BRIEF:
Rewrite every line of the items below as a Markdown table with two columns, "Row" for a running number and "Item line" for the line's text, leaving out any blank lines.
- - - - -
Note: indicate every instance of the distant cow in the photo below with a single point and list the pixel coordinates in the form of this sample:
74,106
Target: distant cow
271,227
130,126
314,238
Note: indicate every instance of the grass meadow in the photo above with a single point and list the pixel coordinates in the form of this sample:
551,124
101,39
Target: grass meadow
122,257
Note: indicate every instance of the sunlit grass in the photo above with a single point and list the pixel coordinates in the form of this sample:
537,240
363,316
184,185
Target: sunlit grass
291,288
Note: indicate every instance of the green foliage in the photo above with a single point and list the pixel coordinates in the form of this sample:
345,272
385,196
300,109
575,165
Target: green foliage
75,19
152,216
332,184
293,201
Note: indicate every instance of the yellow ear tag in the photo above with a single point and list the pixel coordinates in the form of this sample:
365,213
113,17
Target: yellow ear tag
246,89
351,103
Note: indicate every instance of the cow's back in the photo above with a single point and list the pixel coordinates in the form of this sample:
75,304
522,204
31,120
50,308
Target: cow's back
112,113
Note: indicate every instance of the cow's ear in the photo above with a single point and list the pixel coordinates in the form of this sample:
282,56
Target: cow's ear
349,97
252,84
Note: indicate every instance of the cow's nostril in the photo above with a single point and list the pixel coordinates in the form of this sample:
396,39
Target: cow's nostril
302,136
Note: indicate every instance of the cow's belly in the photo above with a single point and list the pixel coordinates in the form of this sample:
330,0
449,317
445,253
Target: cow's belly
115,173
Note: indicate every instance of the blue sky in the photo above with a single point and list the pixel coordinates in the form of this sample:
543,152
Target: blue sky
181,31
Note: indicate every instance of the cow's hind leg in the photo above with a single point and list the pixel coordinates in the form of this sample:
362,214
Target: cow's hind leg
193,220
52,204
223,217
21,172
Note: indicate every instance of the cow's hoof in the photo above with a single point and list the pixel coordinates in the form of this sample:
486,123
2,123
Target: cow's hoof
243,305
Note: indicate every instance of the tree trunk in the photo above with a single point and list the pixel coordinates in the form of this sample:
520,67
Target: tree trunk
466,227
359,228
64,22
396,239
- - - - -
OUTPUT FOR THIS TASK:
| Row | Item line |
|---|---|
| 1 | Note: indicate every instance of the distant cow in the photo below with a single point and list the pixel coordinates in the form of this sample: |
| 2 | 74,106 |
| 3 | Target: distant cow |
| 4 | 271,227 |
| 5 | 130,126 |
| 6 | 314,238 |
| 7 | Note: indicate every instance of the grass meadow in the photo above with a single point and list the pixel coordinates in the form of this sample: |
| 8 | 551,124 |
| 9 | 101,39 |
| 10 | Target: grass meadow |
| 11 | 122,257 |
| 12 | Note: indicate every instance of the sunlit grass in the photo above with a single point and list the pixel coordinates in the form of this sample: |
| 13 | 537,240 |
| 14 | 363,316 |
| 15 | 184,185 |
| 16 | Target: sunlit grass |
| 17 | 291,288 |
| 18 | Note: indicate every instance of the green foliage in the photo above with a single point and list the pixel coordinates in the form of this sample: |
| 19 | 345,272 |
| 20 | 385,196 |
| 21 | 300,109 |
| 22 | 575,165 |
| 23 | Target: green foliage |
| 24 | 75,19 |
| 25 | 152,216 |
| 26 | 332,184 |
| 27 | 293,201 |
| 28 | Note: indicate every instance of the yellow ear tag in the photo above with a single point and list the pixel coordinates in the form of this sample: |
| 29 | 365,213 |
| 30 | 113,17 |
| 31 | Target: yellow ear tag |
| 32 | 246,89 |
| 33 | 351,103 |
| 34 | Note: indicate every instance of the cow's back in the photo above with a single point and list the pixel coordinates in the form of this sample: |
| 35 | 75,304 |
| 36 | 522,204 |
| 37 | 31,120 |
| 38 | 50,308 |
| 39 | Target: cow's back |
| 40 | 112,113 |
| 41 | Note: indicate every instance of the cow's ear in the photo above with a single point and list the pixel coordinates in the form of this sample: |
| 42 | 282,56 |
| 43 | Target: cow's ear |
| 44 | 349,97 |
| 45 | 252,84 |
| 46 | Note: indicate every instance of the cow's nostril in the photo above with a single point and list the pixel coordinates in the form of this sample: |
| 47 | 396,39 |
| 48 | Target: cow's nostril |
| 49 | 302,136 |
| 50 | Note: indicate every instance of the cow's belly in the photo above with a single point and list the pixel coordinates in the form of this sample: |
| 51 | 330,0 |
| 52 | 449,317 |
| 53 | 445,253 |
| 54 | Target: cow's belly |
| 55 | 115,173 |
| 56 | Note: indicate every instance of the blue sky in the photo above with a single point and list the pixel coordinates in the form of this sample: |
| 57 | 543,152 |
| 58 | Target: blue sky |
| 59 | 181,31 |
| 60 | Note: indicate every instance of the cow's hind leg in the photo above with a single point and list the pixel coordinates in the form of this sample: |
| 61 | 362,214 |
| 62 | Target: cow's hind leg |
| 63 | 193,220 |
| 64 | 52,204 |
| 65 | 223,217 |
| 66 | 21,172 |
| 67 | Note: indicate every instance of the cow's hoof in the photo above with a single point and list the pixel coordinates in the form of this sample: |
| 68 | 486,123 |
| 69 | 2,123 |
| 70 | Target: cow's hoof |
| 71 | 243,305 |
| 72 | Note: indicate every instance of the tree trunk in the photo above with a single point and list the pixel coordinates in the form of this sample: |
| 73 | 520,67 |
| 74 | Target: tree trunk |
| 75 | 466,227 |
| 76 | 359,228 |
| 77 | 64,22 |
| 78 | 396,239 |